■ **ОПИСАНИЕ ЗАДАНИЯ**: Перепишите отрывок рецензии от «В пастернаковедении с» до «Пастернака разных периодов.», заменив в нем «философией» на «живописью».
───── ИСХОДНЫЙ ТЕКСТ
Три книги от Александра Маркова

Русский Журнал, 11 февраля 2013
 

 

В пастернаковедении с некоторого момента пройден рубеж, когда сказать новое о Пастернаке можно только если не увлекаться им, а увлекаться с ним. Но увлечься с ним – значит, увлечься философией или музыкой, тем, от чего сам Пастернак отрекался. Нужно поэтому уметь остановиться в этих увлечениях на какой-то ступени. Б.М. Гаспаров в своей новой книге говорит, где именно надо останавливаться, чтобы понять поэтику Пастернака разных периодов.

 

Основная идея книги – «высокая болезнь», вообще болезни, травмы, предсмертные состояния – это не прозаические и житейские эпизоды биографии Пастернака, а символ его жизни. Нужно уметь переболеть романтизмом, музыкой, философией, одним словом, прошлым и будущим, чтобы стать настоящим поэтом времени. Эта болезнь может быть очень тяжелой, исход ее до конца неясен, но если ей не переболеть – то будущее или прошлое поглотят всю поэтику: судьба Маяковского, обозначенная в «Охранной грамоте», становится для Б.М. Гаспарова символом поэтологии самого Пастернака.
──────────
───── ДАННЫЕ
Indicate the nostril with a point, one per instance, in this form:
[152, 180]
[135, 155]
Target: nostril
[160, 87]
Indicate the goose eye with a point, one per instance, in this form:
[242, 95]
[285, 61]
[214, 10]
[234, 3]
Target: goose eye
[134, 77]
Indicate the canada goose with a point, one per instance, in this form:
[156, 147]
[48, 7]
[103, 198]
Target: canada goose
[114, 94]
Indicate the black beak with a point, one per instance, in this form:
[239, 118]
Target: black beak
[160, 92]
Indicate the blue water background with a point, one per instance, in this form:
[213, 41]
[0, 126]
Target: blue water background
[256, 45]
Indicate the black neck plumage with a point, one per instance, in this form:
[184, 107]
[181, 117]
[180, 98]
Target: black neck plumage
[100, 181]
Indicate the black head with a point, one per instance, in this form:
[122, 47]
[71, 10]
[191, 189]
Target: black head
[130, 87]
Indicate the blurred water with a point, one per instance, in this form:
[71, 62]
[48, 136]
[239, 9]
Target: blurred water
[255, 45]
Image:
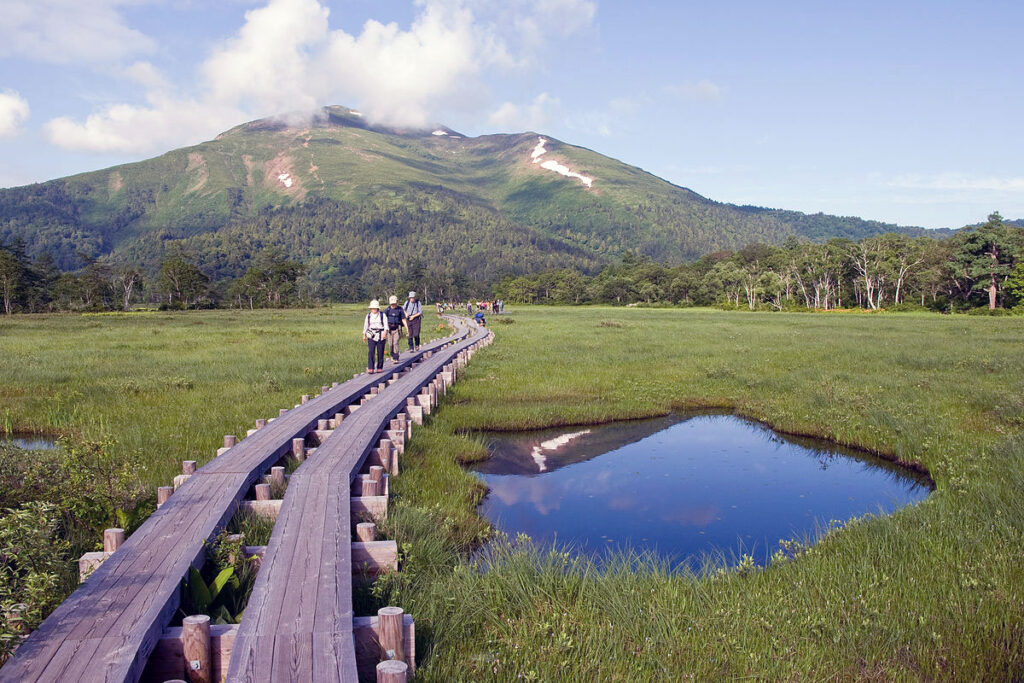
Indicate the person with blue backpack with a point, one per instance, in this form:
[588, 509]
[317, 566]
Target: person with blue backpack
[414, 318]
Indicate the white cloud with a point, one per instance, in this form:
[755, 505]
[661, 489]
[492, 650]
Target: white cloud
[286, 58]
[164, 123]
[401, 77]
[267, 63]
[70, 31]
[960, 182]
[537, 19]
[700, 91]
[536, 116]
[13, 112]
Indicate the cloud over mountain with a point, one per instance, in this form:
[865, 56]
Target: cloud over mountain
[286, 57]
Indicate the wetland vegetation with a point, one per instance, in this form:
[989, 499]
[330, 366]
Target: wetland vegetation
[935, 590]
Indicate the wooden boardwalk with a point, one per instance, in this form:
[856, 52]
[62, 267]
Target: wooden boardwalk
[298, 625]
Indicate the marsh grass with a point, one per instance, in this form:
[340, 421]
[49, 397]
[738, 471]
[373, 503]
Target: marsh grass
[934, 591]
[167, 386]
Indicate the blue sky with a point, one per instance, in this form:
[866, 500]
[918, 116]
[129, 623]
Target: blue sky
[905, 112]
──────────
■ **ОТВЕТ К ЗАДАНИЮ**:
В пастернаковедении с некоторого момента пройден рубеж, когда сказать новое о Пастернаке можно только если не увлекаться им, а увлекаться с ним. Но увлечься с ним – значит, увлечься живописью или музыкой, тем, от чего сам Пастернак отрекался. Нужно поэтому уметь остановиться в этих увлечениях на какой-то ступени. Б.М. Гаспаров в своей новой книге говорит, где именно надо останавливаться, чтобы понять поэтику Пастернака разных периодов.